→ Reading passage:
So the last gap in data security when it's being used or processed is where we focus completely. So if you think about it, the way people most often meaningfully use or process data is by running a search or an analytic over it. So we're concerned with the security posture of that search of that analytic as it's being performed. So what does that mean? It means that we can take a search or an analytic that folks want to perform over data and we can encrypt that. And then we can run that encrypted search or analytic, which could contain all kinds of sensitive indicators around things like PII, PHI, EU resident identifiers under GPR, IP, competitive advantage types of information, and we can take that encrypted search analytic and run it over massive amounts of data without ever decrypting anything.
So we never decrypt that search or analytic itself. And if that underlying data happens to be encrypted, we don't have to decrypt it either. So we're able to really achieve a never decrypt security posture for the processing of data and really close that last gap in data security, which is securing it when it's being used or processed.
[00:03:41] Unknown:
And so when the query or analytical request is sent to the back end for running against the encrypted data. You say that that process gets encrypted, so I'm assuming thinking about it in terms of how the computation occurs is that the process that's executing that search or the analysis against the data at some level has a a clear text view of what that information is, but that it never leaves the server
[00:04:14] Unknown:
or the sort of memory space where it's being accessed. Is that an accurate sort of way to think about that, or am I completely off base on that? So we are far more secure and powerful than that. So our security assumptions of that processing environment, in other words, where the data is that's being used or processed, are com completely 0. So we assume that it's completely untrusted, completely had. There's an attack or someone with malicious intent able to see every single bit of operation in memory and on disk in that environment. So because our security assumptions are 0 of that data space and of that processing environment, we never decrypt anything during processing.
So when we encrypt that search and go run it over data, that data could be unencrypted data. So think in the case of utilizing a third party data services or data in a shared data lake or it could be encrypted data. Either way, we never decrypt anything during the processing. So that math magic, is powered by a special type of encryption that we leverage called homomorphic encryption. Makes all of that impossible,
[00:05:24] Unknown:
really possible. And can you discuss a bit further what the principles are that are involved in homomorphic encryption that allows for being able to process the underlying encrypted information without exposing the actual individual records to any any of the processes involved along the way. So homomorphic encryption
[00:05:46] Unknown:
is not a new area of encryption. It's been around 30 or so years. If people have heard of it, they've often heard a couple of things about it. So the first is that it's often considered to be the holy grail of crypto because it allows you to perform operations on encrypted data or more importantly from a technical perspective in ciphertext space as if it's unencrypted or plain text. That's that holy grail aspect of it. The second thing that people have heard, about this type of encryption, if they've heard anything, is that over its lifespan for the last 30 or so years, it's been very computationally intensive. In other words, slow. So possible just not practical. That's the crux of the major breakthrough that we had in this arena, moving that kind of technology from the realm of the computationally intensive and an extremely slow into the practical and commercially viable.

→ Record list:
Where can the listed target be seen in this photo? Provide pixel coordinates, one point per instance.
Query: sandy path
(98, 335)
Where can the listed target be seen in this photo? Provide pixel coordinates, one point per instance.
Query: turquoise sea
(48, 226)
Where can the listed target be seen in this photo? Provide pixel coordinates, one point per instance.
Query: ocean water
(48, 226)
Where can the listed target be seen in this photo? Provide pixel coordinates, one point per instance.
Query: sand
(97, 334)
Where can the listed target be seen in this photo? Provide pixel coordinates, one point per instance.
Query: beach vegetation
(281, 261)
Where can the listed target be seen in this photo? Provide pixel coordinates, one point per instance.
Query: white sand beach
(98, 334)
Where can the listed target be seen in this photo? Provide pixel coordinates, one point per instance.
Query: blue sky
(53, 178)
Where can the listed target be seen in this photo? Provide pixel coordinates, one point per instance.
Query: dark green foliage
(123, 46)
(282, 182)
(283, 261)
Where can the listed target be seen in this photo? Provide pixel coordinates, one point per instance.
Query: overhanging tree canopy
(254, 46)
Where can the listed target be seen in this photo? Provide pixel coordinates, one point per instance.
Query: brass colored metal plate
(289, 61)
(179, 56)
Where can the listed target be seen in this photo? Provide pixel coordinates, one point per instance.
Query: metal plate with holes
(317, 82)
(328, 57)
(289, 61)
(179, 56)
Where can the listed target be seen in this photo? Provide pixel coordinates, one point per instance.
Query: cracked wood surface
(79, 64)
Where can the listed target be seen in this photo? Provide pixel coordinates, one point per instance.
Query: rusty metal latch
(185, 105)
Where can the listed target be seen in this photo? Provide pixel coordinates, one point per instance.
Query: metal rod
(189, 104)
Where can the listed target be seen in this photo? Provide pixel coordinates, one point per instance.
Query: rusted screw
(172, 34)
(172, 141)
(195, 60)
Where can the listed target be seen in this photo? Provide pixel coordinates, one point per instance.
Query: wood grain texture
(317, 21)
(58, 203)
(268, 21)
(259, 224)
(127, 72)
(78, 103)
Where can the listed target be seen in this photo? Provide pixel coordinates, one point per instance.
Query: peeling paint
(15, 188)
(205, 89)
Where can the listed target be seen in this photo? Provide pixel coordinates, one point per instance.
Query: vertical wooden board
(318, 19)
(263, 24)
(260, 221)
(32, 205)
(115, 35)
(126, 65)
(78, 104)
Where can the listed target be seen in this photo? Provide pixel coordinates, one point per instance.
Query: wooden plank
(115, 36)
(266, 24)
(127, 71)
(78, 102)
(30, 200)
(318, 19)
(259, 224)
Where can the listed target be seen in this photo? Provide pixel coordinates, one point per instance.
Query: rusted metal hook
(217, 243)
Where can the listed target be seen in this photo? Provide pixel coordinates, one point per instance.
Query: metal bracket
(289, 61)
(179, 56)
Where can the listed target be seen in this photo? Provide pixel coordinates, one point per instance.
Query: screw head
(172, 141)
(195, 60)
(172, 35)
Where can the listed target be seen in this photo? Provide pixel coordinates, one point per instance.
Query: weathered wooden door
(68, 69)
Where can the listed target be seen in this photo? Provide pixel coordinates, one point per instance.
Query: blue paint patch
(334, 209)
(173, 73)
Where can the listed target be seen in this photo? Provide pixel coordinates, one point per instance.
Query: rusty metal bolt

→ Parts of the exercise:
1. Retype the part of the passage on homomorphic encryption that opens with the words containing "So we never" and closes with "used or processed.".
2. In one to three sentences, explain why nothing is decrypted during processing, according to the passage on homomorphic encryption.
Rely only on the text itself for these tasks.

→ Answers:
1.
So we never decrypt that search or analytic itself. And if that underlying data happens to be encrypted, we don't have to decrypt it either. So we're able to really achieve a never decrypt security posture for the processing of data and really close that last gap in data security, which is securing it when it's being used or processed.

2. The approach makes zero security assumptions about the processing environment, where the data is used or processed. It treats that environment as completely untrusted and assumes an attacker could see every bit of operation in memory and on disk.